### TASK GOAL
Leave the pictures aside. Retype exactly the lines from the top of the data below through the one holding "Target: stone paving slab".

### TASK DATA
-=-=-

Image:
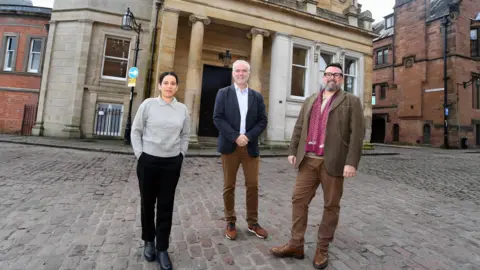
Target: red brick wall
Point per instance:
(11, 110)
(12, 103)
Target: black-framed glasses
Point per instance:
(336, 75)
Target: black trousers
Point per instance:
(158, 179)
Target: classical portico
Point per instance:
(286, 59)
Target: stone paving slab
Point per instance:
(68, 209)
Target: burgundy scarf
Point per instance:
(318, 125)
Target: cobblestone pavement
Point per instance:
(69, 209)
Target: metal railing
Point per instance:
(108, 122)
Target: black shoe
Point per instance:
(149, 251)
(164, 260)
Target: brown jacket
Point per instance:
(345, 133)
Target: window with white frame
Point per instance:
(35, 55)
(350, 74)
(299, 78)
(389, 22)
(325, 60)
(10, 51)
(115, 58)
(108, 120)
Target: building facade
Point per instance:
(287, 42)
(23, 33)
(408, 81)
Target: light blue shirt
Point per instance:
(242, 97)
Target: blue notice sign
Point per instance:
(133, 73)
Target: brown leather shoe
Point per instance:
(321, 259)
(258, 231)
(288, 251)
(231, 232)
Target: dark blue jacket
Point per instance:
(226, 117)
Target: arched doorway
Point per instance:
(396, 133)
(378, 129)
(427, 132)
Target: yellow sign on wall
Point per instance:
(132, 82)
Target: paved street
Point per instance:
(70, 209)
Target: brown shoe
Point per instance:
(258, 230)
(288, 251)
(231, 232)
(321, 259)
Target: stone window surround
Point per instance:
(97, 96)
(110, 79)
(335, 52)
(4, 49)
(339, 55)
(384, 62)
(386, 21)
(109, 103)
(360, 66)
(26, 56)
(308, 45)
(477, 28)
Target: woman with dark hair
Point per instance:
(160, 137)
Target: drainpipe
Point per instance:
(158, 6)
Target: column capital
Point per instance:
(280, 34)
(258, 31)
(198, 18)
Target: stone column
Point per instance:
(367, 101)
(193, 89)
(166, 46)
(38, 128)
(72, 120)
(256, 57)
(279, 74)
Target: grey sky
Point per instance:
(43, 3)
(379, 8)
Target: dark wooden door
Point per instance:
(478, 134)
(378, 130)
(214, 78)
(426, 133)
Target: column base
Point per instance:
(38, 129)
(367, 146)
(71, 131)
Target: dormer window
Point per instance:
(389, 22)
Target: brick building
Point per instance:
(287, 42)
(23, 32)
(408, 74)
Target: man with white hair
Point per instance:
(240, 118)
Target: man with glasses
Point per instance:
(326, 147)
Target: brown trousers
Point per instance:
(311, 174)
(231, 163)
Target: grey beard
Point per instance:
(332, 89)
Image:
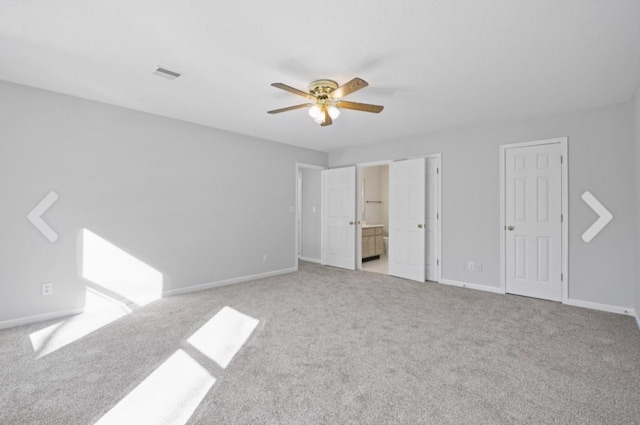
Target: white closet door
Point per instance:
(339, 215)
(407, 219)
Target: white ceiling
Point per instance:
(434, 65)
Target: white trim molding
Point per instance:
(477, 286)
(40, 318)
(602, 307)
(311, 260)
(203, 286)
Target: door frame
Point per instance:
(564, 194)
(298, 216)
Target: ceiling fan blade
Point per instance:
(290, 108)
(294, 91)
(360, 106)
(327, 118)
(348, 88)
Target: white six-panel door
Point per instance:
(407, 219)
(339, 212)
(533, 208)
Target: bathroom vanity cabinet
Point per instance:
(372, 242)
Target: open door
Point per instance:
(339, 216)
(407, 219)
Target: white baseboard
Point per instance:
(493, 289)
(202, 287)
(40, 318)
(311, 260)
(601, 307)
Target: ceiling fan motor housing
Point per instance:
(322, 88)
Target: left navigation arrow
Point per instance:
(35, 216)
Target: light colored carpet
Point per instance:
(340, 347)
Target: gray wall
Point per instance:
(601, 160)
(197, 204)
(636, 119)
(311, 221)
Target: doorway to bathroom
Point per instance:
(399, 216)
(373, 202)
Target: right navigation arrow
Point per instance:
(604, 216)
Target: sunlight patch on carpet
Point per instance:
(223, 335)
(168, 396)
(99, 311)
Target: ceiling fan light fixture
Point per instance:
(315, 112)
(334, 112)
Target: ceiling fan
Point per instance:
(326, 97)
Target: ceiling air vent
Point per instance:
(165, 73)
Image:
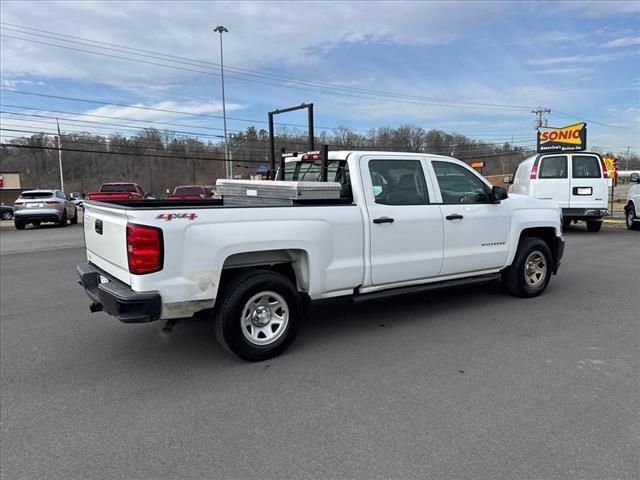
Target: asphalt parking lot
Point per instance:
(466, 383)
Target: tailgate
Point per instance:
(105, 236)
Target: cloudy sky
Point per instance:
(476, 68)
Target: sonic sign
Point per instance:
(565, 139)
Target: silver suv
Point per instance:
(37, 206)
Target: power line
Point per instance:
(66, 112)
(40, 147)
(128, 127)
(98, 102)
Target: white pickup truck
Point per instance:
(405, 222)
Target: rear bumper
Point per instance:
(584, 213)
(116, 298)
(558, 254)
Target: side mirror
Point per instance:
(498, 194)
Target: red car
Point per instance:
(190, 192)
(117, 191)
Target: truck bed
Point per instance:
(207, 203)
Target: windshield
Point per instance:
(187, 191)
(117, 188)
(27, 195)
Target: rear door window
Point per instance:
(398, 182)
(585, 166)
(553, 167)
(459, 185)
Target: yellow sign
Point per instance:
(572, 137)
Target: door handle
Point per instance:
(383, 220)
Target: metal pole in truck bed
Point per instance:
(325, 163)
(272, 141)
(272, 148)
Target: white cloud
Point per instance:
(578, 59)
(623, 42)
(599, 8)
(261, 34)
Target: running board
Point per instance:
(425, 287)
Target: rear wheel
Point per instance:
(63, 221)
(594, 225)
(629, 219)
(258, 315)
(530, 272)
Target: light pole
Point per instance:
(228, 166)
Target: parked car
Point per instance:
(6, 212)
(576, 181)
(632, 208)
(38, 206)
(189, 192)
(117, 191)
(405, 222)
(77, 198)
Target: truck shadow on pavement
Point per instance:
(337, 323)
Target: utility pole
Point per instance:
(228, 165)
(60, 156)
(627, 159)
(540, 121)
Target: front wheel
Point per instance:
(629, 219)
(594, 225)
(530, 272)
(258, 315)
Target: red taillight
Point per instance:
(144, 249)
(534, 172)
(605, 173)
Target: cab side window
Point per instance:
(553, 167)
(585, 166)
(459, 185)
(398, 182)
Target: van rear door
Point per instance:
(552, 182)
(588, 185)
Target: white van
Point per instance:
(576, 181)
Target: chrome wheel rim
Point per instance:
(535, 269)
(265, 317)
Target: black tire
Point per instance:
(234, 299)
(63, 221)
(629, 217)
(515, 279)
(594, 225)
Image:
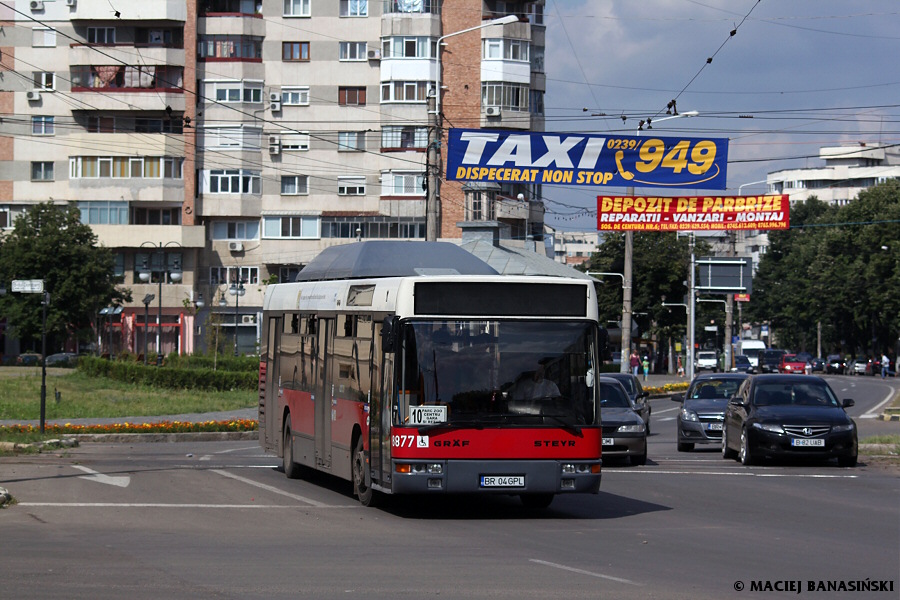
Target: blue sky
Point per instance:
(810, 73)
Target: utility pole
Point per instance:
(433, 171)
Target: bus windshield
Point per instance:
(495, 373)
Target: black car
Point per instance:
(788, 415)
(835, 365)
(636, 393)
(770, 360)
(703, 407)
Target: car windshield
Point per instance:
(799, 394)
(499, 372)
(714, 388)
(611, 396)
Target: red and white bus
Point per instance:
(407, 368)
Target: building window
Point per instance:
(351, 186)
(508, 96)
(354, 8)
(352, 96)
(291, 227)
(404, 91)
(44, 80)
(403, 184)
(295, 142)
(296, 8)
(404, 137)
(229, 47)
(232, 181)
(351, 141)
(409, 47)
(296, 96)
(353, 50)
(294, 185)
(42, 126)
(101, 35)
(294, 51)
(235, 230)
(42, 171)
(43, 37)
(220, 275)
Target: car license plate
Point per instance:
(806, 443)
(502, 481)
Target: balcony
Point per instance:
(145, 10)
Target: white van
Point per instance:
(752, 348)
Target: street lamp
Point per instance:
(237, 290)
(145, 275)
(433, 198)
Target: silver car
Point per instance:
(624, 432)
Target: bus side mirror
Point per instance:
(388, 334)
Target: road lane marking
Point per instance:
(92, 475)
(583, 572)
(272, 489)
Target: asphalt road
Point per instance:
(218, 520)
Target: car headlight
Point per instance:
(689, 415)
(637, 428)
(768, 427)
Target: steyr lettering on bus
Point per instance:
(516, 149)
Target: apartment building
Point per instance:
(219, 145)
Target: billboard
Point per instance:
(586, 159)
(692, 213)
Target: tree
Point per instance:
(49, 242)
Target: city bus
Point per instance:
(415, 368)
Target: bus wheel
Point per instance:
(291, 469)
(536, 500)
(365, 493)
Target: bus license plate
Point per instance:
(502, 481)
(804, 442)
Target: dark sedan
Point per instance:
(788, 415)
(636, 393)
(624, 432)
(703, 408)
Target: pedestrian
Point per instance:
(634, 362)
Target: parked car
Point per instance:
(835, 365)
(62, 359)
(788, 415)
(706, 360)
(742, 364)
(636, 394)
(770, 360)
(703, 409)
(791, 363)
(624, 432)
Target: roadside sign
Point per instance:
(28, 286)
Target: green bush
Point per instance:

-=-=-

### SOLUTION TO THE EXERCISE
Image:
Target: red brick wall
Point per instance:
(11, 110)
(12, 103)
Target: black-framed glasses
Point per instance:
(336, 75)
Target: black trousers
Point per instance:
(158, 179)
Target: classical portico
Point per instance:
(286, 59)
Target: stone paving slab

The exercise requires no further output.